SHORT TASK 1 ::
Quote, word for word, the stretch from "In BEAT, the" through "by the scheduler." in the ZMQ architecture text below.

PROVIDED TEXT ::
** BEGIN **
ZMQ Architecture for task handling

Introduction

The ZMQ architecture implemented in beat.core is based on the Majordomo Protocol as described in the ZeroMQ book.

There are however some subtle differences:

  • We have one client: the scheduler

  • We have unique workers

  • We currently don’t have “system commands”

Due to these differences and their implementation, the protocol has been renamed: “BEAT Computation Protocol” or BCP for short.

The system is based on these three components:

  • The client

  • The broker

  • The worker(s)

In BEAT, the client will be the scheduler which will send the tasks to the broker which will be responsible for forwarding them to the appropriate worker requested by the scheduler.

Once the task has been completed, the worker will send back a message to the scheduler through the broker.

The whole messaging system is asynchronous except when starting an actual task. The worker will send back a confirmation as soon as the runner was properly started.

Why this design ?

The original design was a bit simpler:

  • One scheduler

  • Many workers

The scheduler was responsible for both task scheduling and worker communication handling. One issue that arose from time to time was that with very low volume of network activity, the connection between one or more workers and the scheduler would get cut and nobody would notice. The result was that new tasks would be sent but silently dropped and thus experiment would stay in a running state while not doing anything. And if canceled, the state would stay in canceling as again the command would be silently dropped.

Thus the rational behind choosing this new design was to avoid these connection loss and therefore platform paralysis.

Now, the broker and the workers implement a bidirectional heartbeat. This has a twofold benefit:

  • The heartbeat itself should generate enough network activity to avoid the connection to be cut.

  • If a worker goes missing, it will be detected by the broker that will act as configured to.

BCP Schema

The figure below shows how the system is working.

                             --------------
                             |            |
                             |   client   |
                             |            |
                             --------------
                                   |
                             --------------
                             |            |
                             |   broker   |
                             |            |
                             --------------
                               |  |  |  |
                               |  |  |  |
       /----------------------/   |  |  \-----------------------\
       |                          |  |                          |
       |                  /-------/  \-------\                  |
       |                  |                  |                  |
---------------    ---------------    ---------------    ---------------
|             |    |             |    |             |    |             |
|   worker1   |    |   worker2   |    |   worker3   |    |   worker4   |
|             |    |             |    |             |    |             |
---------------    ---------------    ---------------    ---------------
** END **
STORED ROWS ::
** BEGIN **
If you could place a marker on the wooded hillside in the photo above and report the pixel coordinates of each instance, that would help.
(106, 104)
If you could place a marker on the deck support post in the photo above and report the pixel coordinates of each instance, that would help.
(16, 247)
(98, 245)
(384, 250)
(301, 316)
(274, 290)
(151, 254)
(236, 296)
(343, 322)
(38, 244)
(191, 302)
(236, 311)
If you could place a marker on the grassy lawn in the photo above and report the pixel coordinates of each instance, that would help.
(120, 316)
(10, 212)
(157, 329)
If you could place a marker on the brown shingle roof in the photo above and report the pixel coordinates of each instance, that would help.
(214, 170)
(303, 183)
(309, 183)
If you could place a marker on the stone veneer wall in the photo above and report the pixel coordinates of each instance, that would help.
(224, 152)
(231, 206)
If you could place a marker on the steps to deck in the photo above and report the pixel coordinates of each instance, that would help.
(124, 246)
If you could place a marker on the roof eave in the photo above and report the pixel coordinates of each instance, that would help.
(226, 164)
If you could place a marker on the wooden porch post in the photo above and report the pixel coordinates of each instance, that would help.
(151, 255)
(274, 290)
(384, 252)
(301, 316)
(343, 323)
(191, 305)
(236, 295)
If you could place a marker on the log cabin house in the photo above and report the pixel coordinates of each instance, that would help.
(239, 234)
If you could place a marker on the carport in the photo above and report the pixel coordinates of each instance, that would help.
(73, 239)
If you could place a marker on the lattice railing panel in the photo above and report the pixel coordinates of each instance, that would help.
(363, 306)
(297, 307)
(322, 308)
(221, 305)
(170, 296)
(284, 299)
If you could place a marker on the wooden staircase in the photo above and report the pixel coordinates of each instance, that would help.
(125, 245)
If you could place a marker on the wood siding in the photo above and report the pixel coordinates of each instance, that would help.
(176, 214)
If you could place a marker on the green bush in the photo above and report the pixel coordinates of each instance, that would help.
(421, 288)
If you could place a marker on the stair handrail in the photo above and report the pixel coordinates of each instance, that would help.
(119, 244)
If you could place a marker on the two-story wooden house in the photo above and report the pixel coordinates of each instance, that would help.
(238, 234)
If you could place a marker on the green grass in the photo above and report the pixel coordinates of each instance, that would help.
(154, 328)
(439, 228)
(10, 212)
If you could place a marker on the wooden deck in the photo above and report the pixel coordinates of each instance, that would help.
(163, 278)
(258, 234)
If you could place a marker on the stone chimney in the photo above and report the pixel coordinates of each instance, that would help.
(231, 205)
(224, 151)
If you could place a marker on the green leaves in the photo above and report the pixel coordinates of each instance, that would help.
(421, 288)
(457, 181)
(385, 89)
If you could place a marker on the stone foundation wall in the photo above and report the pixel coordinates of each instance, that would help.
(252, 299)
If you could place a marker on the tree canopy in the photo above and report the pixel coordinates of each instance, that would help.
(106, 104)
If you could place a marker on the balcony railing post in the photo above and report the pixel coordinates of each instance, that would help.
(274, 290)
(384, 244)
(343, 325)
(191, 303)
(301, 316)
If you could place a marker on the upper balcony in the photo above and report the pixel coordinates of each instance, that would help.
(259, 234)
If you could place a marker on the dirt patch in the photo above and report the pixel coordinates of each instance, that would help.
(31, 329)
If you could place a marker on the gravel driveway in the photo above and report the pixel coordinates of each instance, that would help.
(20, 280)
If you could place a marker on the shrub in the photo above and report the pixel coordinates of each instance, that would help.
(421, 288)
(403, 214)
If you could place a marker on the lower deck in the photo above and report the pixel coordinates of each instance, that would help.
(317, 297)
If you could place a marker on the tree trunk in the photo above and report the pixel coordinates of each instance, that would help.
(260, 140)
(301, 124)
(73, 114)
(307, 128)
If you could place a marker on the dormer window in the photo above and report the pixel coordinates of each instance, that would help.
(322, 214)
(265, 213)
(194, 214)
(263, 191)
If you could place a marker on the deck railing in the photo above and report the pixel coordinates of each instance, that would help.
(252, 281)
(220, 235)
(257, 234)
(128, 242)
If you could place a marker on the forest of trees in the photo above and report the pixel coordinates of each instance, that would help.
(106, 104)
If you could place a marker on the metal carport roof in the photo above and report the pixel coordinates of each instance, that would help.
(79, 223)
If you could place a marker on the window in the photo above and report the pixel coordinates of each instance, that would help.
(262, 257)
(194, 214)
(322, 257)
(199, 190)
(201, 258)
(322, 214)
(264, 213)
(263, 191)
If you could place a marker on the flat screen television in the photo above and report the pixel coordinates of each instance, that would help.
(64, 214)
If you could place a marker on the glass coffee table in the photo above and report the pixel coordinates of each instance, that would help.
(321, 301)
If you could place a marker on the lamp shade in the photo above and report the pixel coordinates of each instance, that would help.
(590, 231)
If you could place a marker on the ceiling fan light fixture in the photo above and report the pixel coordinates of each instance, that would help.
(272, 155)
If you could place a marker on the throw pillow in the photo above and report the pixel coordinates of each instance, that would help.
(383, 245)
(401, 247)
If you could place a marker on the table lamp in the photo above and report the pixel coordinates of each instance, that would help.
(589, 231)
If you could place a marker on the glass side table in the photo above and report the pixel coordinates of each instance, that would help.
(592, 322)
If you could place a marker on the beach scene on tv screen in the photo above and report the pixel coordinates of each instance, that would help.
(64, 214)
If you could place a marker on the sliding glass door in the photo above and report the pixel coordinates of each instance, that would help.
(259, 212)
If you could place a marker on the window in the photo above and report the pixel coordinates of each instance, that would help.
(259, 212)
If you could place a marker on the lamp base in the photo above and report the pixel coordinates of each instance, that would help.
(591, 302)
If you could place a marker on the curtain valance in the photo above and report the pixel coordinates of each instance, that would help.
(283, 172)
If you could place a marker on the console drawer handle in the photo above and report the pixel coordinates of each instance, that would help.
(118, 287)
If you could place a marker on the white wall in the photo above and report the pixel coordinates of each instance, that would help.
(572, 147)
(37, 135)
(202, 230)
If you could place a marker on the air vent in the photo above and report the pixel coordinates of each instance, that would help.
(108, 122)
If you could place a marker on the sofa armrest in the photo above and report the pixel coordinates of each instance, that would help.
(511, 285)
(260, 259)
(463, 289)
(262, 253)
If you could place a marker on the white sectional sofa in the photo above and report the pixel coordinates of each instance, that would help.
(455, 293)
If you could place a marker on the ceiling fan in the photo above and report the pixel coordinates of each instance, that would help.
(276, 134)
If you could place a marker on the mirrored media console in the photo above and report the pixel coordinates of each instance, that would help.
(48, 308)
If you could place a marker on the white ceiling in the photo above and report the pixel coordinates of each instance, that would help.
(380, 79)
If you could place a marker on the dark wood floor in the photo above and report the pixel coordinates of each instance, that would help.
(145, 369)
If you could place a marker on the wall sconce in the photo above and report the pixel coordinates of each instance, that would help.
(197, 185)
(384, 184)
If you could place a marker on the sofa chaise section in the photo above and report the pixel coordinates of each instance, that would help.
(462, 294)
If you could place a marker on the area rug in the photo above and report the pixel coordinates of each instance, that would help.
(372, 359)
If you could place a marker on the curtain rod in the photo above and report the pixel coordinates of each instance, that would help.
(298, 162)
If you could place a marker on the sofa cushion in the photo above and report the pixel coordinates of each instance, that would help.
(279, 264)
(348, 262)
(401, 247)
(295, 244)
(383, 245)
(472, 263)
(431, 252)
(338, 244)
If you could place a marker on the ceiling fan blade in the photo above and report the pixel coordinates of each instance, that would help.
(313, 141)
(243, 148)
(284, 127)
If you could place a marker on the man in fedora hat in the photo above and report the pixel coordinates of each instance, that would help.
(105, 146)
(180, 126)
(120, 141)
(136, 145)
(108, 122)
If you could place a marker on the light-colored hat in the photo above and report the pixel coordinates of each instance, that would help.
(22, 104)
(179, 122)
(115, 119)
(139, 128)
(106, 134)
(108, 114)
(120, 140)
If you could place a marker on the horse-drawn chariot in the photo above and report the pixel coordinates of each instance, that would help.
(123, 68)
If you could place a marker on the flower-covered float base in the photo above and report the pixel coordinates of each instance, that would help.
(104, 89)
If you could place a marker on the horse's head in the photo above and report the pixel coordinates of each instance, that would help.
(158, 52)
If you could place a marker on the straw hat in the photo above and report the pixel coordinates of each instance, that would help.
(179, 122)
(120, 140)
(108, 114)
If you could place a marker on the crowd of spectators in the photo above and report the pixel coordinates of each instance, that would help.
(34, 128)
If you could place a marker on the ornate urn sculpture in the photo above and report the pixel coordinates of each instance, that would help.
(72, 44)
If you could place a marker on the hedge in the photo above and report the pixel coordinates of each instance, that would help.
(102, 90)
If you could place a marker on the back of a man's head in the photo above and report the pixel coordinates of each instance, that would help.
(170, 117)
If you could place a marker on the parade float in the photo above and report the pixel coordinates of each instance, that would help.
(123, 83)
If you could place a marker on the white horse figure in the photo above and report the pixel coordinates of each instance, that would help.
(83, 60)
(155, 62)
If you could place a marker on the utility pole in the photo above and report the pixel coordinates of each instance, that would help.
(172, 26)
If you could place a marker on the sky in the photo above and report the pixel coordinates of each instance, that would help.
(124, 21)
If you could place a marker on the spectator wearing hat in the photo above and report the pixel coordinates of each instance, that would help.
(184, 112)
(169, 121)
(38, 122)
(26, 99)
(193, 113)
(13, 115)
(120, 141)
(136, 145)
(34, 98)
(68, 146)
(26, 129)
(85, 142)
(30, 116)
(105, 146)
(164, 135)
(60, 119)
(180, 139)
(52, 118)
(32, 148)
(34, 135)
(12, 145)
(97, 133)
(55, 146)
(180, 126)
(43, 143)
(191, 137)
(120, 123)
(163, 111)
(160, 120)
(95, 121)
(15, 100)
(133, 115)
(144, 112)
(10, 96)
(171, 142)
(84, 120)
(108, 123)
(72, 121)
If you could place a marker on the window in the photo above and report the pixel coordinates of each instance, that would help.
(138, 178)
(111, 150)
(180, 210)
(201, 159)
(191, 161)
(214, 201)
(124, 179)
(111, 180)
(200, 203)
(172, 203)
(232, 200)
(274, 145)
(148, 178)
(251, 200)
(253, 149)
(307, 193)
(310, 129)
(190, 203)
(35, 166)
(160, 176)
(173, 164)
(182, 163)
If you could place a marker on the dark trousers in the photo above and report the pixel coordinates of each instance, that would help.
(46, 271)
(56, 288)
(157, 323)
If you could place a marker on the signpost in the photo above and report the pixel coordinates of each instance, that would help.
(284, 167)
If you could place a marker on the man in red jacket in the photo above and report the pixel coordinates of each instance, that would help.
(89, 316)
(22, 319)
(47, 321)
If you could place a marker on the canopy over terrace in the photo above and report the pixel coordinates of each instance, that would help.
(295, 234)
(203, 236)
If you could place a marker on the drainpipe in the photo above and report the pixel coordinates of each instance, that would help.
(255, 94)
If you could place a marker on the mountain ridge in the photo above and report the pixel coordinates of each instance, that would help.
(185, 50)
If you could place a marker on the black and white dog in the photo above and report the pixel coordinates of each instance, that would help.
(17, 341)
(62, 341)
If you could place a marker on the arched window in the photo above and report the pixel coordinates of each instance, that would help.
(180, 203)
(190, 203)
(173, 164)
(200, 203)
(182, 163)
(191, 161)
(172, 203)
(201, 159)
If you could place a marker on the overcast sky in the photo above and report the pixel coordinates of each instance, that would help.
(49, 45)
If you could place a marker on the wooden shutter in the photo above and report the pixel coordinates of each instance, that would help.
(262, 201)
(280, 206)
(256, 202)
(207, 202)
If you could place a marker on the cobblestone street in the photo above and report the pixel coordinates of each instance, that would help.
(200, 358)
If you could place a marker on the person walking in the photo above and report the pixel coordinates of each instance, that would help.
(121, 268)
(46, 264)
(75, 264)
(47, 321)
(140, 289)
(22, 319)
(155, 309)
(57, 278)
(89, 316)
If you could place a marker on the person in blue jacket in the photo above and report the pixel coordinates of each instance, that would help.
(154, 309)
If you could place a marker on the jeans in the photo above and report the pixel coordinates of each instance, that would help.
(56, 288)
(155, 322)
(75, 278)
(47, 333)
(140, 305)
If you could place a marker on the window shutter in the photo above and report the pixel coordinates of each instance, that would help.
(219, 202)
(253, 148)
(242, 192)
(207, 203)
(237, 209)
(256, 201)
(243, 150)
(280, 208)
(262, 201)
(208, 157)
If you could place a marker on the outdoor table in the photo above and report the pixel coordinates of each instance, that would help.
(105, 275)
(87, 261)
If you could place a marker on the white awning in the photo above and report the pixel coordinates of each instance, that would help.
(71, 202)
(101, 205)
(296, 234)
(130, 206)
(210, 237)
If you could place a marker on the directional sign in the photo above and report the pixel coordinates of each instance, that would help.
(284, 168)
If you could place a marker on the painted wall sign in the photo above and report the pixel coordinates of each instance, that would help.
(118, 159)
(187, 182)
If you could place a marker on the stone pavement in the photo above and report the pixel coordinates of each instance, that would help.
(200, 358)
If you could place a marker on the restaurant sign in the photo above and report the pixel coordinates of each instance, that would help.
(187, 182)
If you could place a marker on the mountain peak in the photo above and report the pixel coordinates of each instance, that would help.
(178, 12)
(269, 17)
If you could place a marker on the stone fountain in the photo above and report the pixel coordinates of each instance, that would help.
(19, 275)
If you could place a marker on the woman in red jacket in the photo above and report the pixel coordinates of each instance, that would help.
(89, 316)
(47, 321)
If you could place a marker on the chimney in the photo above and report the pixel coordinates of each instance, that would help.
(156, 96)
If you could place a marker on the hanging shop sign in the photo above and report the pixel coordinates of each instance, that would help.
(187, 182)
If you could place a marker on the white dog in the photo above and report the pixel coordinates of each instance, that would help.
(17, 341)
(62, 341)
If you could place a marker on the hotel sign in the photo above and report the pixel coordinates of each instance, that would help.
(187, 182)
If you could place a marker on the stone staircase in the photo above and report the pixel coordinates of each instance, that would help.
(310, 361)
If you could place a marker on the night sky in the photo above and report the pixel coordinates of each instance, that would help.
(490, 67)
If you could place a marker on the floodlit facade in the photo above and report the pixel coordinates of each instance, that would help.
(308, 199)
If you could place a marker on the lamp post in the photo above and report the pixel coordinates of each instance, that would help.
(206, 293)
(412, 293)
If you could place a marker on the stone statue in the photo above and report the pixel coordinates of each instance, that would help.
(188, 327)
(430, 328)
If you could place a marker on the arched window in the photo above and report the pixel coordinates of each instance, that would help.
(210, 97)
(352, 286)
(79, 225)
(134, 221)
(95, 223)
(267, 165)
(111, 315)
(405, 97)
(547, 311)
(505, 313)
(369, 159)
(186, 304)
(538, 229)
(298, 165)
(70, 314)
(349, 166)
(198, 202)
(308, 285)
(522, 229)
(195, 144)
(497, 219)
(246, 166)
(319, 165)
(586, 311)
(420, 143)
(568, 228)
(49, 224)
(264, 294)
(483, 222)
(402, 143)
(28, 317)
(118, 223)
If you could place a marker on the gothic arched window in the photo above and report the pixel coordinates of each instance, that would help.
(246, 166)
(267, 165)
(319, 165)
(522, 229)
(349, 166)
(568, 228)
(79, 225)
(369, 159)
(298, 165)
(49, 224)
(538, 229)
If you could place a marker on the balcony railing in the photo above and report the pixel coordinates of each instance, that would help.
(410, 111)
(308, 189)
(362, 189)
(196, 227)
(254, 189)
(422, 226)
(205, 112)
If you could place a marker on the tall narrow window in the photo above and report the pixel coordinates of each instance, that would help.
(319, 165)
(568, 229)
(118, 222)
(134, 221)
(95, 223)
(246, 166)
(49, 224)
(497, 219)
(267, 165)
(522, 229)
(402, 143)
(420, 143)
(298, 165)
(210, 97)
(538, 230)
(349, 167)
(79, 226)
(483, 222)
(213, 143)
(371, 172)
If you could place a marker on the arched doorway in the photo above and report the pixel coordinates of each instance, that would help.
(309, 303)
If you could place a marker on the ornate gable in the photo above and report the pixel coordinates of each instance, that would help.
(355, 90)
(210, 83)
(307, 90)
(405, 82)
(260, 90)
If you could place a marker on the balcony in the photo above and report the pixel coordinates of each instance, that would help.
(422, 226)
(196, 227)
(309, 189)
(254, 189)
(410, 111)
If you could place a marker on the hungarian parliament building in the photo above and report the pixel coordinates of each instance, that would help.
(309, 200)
** END **
SHORT TASK 2 ::
Extract each line of the records above that contains the string "dark", treating uppercase and lowercase letters as different.

COMPLETE ANSWER 1 ::
In BEAT, the client will be the scheduler which will send the tasks to the broker which will be responsible for forwarding them to the appropriate worker requested by the scheduler.

COMPLETE ANSWER 2 ::
If you could place a marker on the dark wood floor in the photo above and report the pixel coordinates of each instance, that would help.
If you could place a marker on the dark trousers in the photo above and report the pixel coordinates of each instance, that would help.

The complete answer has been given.